Exercise data Start Marker
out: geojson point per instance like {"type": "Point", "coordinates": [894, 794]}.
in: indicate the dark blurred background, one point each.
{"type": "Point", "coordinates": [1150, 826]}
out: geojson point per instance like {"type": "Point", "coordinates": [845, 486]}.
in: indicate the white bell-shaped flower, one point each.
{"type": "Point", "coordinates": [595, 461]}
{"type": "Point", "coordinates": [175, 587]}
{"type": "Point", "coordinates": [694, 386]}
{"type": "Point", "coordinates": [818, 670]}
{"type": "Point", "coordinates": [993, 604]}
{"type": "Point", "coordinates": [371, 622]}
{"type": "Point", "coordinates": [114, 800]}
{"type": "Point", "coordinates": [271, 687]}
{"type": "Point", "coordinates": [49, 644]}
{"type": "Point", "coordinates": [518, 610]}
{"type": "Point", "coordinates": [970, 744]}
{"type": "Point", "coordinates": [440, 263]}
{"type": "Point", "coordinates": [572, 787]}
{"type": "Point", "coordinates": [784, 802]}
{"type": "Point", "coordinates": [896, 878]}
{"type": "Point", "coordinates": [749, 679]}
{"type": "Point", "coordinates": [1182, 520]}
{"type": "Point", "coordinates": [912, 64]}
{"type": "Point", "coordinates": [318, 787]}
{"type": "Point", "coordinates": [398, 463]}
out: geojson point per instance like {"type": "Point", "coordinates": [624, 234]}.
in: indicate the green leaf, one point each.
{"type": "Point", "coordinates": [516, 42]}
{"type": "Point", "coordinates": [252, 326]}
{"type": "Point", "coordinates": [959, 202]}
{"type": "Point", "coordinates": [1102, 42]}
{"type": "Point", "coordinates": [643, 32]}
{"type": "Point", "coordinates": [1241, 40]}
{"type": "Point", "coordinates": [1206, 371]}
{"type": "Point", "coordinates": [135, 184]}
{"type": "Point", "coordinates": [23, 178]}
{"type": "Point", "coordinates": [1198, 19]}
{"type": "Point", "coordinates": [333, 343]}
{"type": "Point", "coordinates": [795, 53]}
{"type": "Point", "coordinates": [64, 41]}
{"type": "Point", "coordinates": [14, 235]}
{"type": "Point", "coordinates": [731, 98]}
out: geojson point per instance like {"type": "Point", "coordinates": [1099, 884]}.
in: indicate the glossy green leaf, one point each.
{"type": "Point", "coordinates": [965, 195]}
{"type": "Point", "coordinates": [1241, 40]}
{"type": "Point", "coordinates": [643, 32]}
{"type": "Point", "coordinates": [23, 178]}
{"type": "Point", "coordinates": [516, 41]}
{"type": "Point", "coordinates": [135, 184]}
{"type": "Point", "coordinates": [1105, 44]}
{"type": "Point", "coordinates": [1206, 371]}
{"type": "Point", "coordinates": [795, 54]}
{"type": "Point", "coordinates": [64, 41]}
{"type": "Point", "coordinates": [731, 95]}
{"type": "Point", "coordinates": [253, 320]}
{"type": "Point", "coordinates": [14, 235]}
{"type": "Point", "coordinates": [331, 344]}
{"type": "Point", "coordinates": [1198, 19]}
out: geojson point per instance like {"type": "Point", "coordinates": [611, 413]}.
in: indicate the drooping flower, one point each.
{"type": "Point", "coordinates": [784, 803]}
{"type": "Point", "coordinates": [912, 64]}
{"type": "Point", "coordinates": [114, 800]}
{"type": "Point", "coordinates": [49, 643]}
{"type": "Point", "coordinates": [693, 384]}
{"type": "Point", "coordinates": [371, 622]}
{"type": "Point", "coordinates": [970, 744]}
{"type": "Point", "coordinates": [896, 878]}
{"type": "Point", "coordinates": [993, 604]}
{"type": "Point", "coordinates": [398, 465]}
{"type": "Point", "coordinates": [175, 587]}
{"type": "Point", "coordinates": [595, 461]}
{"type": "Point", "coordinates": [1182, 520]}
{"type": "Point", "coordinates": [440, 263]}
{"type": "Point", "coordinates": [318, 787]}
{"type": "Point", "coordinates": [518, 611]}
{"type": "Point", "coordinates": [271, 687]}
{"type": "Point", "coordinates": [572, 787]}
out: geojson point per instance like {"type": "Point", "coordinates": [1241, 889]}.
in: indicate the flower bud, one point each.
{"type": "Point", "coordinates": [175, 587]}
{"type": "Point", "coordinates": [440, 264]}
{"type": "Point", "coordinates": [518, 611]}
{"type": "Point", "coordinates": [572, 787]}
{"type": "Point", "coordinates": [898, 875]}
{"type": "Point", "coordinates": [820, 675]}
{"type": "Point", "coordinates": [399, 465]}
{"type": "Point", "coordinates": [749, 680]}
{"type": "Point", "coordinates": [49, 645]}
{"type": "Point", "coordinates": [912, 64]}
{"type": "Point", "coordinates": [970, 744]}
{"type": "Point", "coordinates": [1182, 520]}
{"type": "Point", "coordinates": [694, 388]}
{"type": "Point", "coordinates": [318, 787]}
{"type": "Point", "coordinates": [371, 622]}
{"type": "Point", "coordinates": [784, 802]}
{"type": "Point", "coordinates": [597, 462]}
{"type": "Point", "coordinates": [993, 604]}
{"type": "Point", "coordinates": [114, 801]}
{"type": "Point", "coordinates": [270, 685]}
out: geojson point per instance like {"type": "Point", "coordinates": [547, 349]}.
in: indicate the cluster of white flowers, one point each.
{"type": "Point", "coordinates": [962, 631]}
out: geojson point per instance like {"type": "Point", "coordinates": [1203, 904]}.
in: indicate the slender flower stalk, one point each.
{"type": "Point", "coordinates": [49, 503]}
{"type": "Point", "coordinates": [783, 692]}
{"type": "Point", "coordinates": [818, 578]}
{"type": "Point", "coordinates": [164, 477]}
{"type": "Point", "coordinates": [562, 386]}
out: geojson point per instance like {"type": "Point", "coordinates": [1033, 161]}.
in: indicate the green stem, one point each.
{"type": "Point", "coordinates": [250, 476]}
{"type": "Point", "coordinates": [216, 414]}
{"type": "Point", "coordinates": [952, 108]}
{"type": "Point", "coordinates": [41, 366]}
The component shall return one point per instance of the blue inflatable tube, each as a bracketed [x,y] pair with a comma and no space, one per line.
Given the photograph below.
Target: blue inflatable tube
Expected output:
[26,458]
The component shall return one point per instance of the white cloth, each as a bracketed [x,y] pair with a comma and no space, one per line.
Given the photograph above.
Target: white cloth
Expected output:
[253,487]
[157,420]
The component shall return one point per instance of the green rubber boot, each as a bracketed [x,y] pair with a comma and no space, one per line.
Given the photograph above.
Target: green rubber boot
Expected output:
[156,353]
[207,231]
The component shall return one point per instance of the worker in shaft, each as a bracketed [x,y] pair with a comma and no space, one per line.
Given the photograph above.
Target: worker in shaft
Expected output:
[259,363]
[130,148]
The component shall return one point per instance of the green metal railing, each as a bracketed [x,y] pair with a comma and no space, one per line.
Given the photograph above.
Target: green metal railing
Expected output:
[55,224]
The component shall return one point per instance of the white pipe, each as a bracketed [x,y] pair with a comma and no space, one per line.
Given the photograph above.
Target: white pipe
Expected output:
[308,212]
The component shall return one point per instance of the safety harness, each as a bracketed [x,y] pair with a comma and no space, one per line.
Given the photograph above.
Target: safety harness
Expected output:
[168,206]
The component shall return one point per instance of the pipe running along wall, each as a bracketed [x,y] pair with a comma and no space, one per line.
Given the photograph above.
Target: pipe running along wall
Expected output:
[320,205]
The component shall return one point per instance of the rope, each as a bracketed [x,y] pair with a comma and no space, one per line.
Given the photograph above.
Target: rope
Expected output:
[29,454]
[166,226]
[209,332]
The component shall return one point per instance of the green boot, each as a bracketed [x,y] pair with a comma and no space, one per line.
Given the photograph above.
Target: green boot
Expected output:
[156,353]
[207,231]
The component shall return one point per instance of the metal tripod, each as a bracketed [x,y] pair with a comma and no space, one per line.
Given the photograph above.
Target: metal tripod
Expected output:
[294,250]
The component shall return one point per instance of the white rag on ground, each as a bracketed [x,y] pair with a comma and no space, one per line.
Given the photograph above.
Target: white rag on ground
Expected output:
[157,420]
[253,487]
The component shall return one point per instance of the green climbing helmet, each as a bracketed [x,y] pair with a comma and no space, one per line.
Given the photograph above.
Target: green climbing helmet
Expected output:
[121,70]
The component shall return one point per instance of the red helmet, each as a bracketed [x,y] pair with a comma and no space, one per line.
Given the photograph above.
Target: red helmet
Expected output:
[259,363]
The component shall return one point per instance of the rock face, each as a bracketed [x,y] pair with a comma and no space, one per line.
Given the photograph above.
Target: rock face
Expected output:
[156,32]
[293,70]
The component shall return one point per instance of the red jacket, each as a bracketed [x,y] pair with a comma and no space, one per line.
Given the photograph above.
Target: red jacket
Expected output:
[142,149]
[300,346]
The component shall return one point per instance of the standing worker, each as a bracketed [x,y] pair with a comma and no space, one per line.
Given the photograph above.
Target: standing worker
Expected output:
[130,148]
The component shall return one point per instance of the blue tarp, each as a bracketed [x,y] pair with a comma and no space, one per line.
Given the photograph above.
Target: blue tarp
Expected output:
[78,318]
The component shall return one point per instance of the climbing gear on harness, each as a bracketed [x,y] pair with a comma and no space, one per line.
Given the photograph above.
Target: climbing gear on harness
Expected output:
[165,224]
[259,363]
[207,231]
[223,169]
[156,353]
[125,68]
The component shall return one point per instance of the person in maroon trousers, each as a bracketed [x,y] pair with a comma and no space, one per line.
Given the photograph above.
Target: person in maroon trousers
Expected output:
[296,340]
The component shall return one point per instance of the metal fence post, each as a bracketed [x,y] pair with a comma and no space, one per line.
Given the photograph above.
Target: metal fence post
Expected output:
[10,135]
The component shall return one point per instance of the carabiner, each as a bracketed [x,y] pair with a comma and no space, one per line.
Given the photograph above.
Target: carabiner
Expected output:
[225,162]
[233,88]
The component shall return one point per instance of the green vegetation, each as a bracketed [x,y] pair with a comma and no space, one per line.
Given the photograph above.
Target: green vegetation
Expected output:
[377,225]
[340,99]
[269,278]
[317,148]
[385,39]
Exercise data End Marker
• Work instruction
Please write out, exactly as they appear, the lines from the one containing "Target: person in maroon trousers" through the last line of the records above, and nothing more.

• Answer to the exercise
Target: person in maroon trousers
Expected output:
[296,340]
The component shall return one point per instance of the metal fence post, each as a bracketed [x,y] pair with a comma and no space, one per line.
Given the photograph above.
Target: metal fence post
Expected output:
[10,135]
The component shall return one point per instance of the carabiner, each as a bracketed [x,y] pair with a comma and no space, one per line.
Given the photograph above.
Target: carabiner
Expected output:
[225,162]
[233,88]
The component shall return one point per instance of the green vegetation, each as a bracketed [x,y] pair with a comma and no space, one per line.
Given the photograph above.
Target: green vegetation
Expected output:
[377,225]
[340,99]
[269,278]
[317,148]
[385,39]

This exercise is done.